Exercise task
Which lines below contain the word "flower"? Copy each of them in full.

** START OF Dataset excerpts **

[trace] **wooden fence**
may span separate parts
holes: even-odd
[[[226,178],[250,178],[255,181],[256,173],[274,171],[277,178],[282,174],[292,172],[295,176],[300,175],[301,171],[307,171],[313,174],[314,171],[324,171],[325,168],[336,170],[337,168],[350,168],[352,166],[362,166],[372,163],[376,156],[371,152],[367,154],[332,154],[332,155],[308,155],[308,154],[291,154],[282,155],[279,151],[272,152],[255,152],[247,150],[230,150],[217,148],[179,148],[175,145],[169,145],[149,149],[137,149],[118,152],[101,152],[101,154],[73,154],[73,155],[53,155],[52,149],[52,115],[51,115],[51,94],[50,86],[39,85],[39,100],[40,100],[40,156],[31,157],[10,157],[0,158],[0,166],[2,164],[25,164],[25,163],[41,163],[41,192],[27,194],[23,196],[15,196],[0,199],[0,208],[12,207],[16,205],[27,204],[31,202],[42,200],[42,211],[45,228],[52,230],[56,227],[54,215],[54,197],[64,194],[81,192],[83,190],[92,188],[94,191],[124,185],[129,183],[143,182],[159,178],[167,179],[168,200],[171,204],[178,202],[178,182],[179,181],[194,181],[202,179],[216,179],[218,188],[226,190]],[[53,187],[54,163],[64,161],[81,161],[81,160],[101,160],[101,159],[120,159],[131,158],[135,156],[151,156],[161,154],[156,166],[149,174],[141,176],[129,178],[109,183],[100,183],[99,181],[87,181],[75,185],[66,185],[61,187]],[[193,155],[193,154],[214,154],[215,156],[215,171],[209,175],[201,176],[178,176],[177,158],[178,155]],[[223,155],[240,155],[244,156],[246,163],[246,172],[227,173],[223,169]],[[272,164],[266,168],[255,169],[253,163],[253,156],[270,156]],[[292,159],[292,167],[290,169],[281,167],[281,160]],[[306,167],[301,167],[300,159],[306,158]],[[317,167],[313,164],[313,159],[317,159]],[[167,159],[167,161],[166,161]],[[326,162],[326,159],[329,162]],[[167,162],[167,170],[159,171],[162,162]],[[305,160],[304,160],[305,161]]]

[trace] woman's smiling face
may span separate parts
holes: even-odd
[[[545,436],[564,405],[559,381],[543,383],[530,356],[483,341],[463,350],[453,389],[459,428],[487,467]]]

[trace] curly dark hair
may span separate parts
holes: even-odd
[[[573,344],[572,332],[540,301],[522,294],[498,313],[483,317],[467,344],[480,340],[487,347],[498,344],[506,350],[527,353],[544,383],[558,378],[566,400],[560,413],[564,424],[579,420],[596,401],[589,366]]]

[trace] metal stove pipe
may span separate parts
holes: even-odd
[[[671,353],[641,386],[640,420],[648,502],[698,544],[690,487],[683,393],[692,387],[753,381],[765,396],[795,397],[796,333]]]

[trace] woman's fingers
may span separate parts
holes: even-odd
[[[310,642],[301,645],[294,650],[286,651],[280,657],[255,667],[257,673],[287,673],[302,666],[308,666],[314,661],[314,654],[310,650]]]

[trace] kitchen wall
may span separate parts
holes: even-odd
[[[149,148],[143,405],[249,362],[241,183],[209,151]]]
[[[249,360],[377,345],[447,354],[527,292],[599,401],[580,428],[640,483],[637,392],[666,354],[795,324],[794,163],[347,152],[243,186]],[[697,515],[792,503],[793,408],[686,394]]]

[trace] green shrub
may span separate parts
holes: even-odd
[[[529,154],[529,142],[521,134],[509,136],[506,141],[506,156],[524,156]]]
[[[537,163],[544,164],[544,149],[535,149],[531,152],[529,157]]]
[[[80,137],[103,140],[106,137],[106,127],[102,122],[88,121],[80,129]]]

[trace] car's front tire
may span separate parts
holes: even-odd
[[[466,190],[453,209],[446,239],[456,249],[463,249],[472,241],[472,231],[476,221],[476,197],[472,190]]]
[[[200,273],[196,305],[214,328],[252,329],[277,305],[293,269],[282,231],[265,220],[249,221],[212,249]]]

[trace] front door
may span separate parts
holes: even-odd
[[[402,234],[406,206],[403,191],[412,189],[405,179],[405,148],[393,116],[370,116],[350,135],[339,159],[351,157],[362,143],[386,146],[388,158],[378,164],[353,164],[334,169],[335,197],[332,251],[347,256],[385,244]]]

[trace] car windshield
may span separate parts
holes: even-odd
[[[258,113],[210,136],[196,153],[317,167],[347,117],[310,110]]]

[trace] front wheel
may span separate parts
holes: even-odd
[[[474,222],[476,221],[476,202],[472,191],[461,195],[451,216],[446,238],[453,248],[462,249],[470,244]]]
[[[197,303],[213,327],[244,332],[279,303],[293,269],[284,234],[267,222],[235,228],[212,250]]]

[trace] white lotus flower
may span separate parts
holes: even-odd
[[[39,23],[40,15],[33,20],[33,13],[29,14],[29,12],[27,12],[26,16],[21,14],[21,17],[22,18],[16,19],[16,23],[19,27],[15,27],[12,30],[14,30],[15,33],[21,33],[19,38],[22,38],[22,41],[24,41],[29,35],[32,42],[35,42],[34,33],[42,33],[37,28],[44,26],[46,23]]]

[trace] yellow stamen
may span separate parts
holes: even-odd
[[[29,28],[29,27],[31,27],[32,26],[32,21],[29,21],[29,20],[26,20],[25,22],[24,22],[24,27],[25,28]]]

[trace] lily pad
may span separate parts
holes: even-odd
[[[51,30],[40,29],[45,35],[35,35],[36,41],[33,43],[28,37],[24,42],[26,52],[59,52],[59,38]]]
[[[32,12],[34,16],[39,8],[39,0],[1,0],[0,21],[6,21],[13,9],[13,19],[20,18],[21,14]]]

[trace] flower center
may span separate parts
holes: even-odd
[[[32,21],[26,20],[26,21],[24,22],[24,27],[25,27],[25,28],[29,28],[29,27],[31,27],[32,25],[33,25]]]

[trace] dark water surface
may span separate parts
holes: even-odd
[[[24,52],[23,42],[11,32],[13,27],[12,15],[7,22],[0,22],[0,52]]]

** END OF Dataset excerpts **

Written answer
[trace] white lotus flower
[trace] flower center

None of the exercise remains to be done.